• [Consigne écrite a]:
D'après le document source sur la religion individualisée, par quoi les sociétés contemporaines sont-elles gouvernées ?

• [Document source]:
· · ·
I. Une religion individualisée, des modalités de territorialisations « clefs en mains » refusées

Ainsi, comme les sociétés contemporaines sont de moins en moins des sociétés de mémoires, la transmission n’est plus assurée. Elles sont gouvernées par l’impératif et l’immédiat. C’est parce qu’elles sont arrivées à briser le carcan de la mémoire obligée de la tradition que nos sociétés sont devenues des sociétés de changement, érigeant l’innovation en règle de conduite. D’un point de vue global, on arrive à une situation où la destruction et l’atomisation de la mémoire collective sont telles que les sociétés modernes apparaissent de plus en plus incapables de penser leur propre continuité et d’avoir une image de leur avenir. Cette nouvelle règle de conduite se répercute aussi sur le rapport territorialisé à la religion et à l’institution. Cette situation entraîne des modalités de territorialisation fondées sur l’instantanéité et l’individualisation. Contrairement à la paroisse qui pensait la communauté religieuse au passé, au présent et au futur, la religion individualisée renvoie elle à des structures territoriales uniquement conçu dans le présent.
· · ·
• [Partie données]:

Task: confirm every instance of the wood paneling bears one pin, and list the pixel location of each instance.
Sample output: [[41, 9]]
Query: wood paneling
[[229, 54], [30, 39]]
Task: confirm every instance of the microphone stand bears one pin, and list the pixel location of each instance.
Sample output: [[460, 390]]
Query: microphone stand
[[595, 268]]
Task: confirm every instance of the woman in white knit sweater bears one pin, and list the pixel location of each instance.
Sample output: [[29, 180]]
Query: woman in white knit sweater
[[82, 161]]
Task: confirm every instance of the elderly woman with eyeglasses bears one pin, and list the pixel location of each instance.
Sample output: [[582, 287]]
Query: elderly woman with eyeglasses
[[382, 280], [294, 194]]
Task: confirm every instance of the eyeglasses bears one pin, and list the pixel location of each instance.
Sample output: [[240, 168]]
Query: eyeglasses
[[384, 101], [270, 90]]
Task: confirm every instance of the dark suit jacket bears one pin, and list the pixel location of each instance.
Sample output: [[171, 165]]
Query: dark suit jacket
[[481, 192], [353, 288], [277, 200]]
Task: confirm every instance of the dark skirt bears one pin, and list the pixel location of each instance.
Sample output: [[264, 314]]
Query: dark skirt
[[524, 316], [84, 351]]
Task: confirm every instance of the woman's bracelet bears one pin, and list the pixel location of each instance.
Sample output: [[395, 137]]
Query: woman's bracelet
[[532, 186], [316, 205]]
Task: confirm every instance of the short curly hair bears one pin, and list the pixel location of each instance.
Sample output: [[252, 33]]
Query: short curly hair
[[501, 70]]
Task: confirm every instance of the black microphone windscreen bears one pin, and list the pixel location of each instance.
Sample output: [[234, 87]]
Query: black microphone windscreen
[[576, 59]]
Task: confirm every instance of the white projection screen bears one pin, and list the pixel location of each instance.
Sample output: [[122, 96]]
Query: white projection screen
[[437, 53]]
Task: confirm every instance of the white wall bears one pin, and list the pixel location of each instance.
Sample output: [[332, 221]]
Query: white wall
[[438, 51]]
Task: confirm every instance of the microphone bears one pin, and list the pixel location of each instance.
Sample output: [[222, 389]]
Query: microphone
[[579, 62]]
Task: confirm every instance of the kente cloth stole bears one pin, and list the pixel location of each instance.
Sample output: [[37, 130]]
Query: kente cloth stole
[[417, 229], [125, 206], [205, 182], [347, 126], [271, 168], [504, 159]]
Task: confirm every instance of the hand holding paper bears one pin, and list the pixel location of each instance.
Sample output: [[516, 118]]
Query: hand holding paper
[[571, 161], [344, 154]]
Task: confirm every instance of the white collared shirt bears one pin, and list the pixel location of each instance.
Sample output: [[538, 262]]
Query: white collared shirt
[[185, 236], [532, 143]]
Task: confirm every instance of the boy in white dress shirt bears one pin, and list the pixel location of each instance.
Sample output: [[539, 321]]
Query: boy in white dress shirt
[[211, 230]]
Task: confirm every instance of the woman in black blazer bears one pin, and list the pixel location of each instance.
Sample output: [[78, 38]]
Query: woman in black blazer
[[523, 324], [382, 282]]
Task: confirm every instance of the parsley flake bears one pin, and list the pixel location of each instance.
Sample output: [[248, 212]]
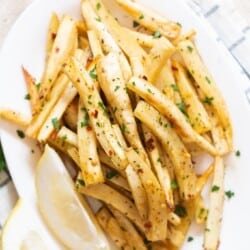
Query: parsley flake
[[110, 174], [98, 6], [157, 34], [20, 133], [208, 100], [190, 49], [229, 194], [215, 188], [2, 159], [92, 73], [135, 24], [141, 16], [175, 87], [174, 185], [27, 97], [180, 211], [55, 123], [208, 80]]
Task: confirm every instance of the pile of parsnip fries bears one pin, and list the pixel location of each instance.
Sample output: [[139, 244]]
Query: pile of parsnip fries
[[132, 107]]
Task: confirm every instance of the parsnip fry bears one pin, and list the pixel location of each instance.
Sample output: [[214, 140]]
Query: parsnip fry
[[151, 20], [70, 115], [173, 145], [133, 238], [138, 191], [197, 114], [156, 225], [94, 22], [51, 122], [63, 47], [166, 83], [14, 116], [87, 147], [113, 85], [32, 89], [137, 56], [52, 32], [157, 57], [154, 97], [67, 135], [95, 44], [207, 85], [110, 225], [152, 147], [112, 197], [212, 231], [39, 118], [97, 112], [113, 176]]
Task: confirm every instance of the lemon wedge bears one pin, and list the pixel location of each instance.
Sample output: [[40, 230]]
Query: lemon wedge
[[25, 231], [67, 215]]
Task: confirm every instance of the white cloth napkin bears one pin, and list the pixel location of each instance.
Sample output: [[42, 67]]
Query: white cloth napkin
[[231, 29]]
· · ·
• [Consigne écrite b]:
Mettez sous forme de liste JSON de chaînes les lignes des rangées, en partant du début des rangées et en allant jusqu'à la ligne qui contient "[[82, 161]]", celle-ci comprise. Une chaîne par ligne, sans les lignes vides.

• [Résultat attendu a]:
Par l'impératif et l'immédiat.

• [Résultat attendu b]:
[
  "Task: confirm every instance of the wood paneling bears one pin, and list the pixel location of each instance.",
  "Sample output: [[41, 9]]",
  "Query: wood paneling",
  "[[229, 54], [30, 39]]",
  "Task: confirm every instance of the microphone stand bears one pin, and list the pixel location of each instance.",
  "Sample output: [[460, 390]]",
  "Query: microphone stand",
  "[[595, 268]]",
  "Task: confirm every instance of the woman in white knit sweater bears one pin, and list the pixel location of each instance.",
  "Sample output: [[29, 180]]",
  "Query: woman in white knit sweater",
  "[[82, 161]]"
]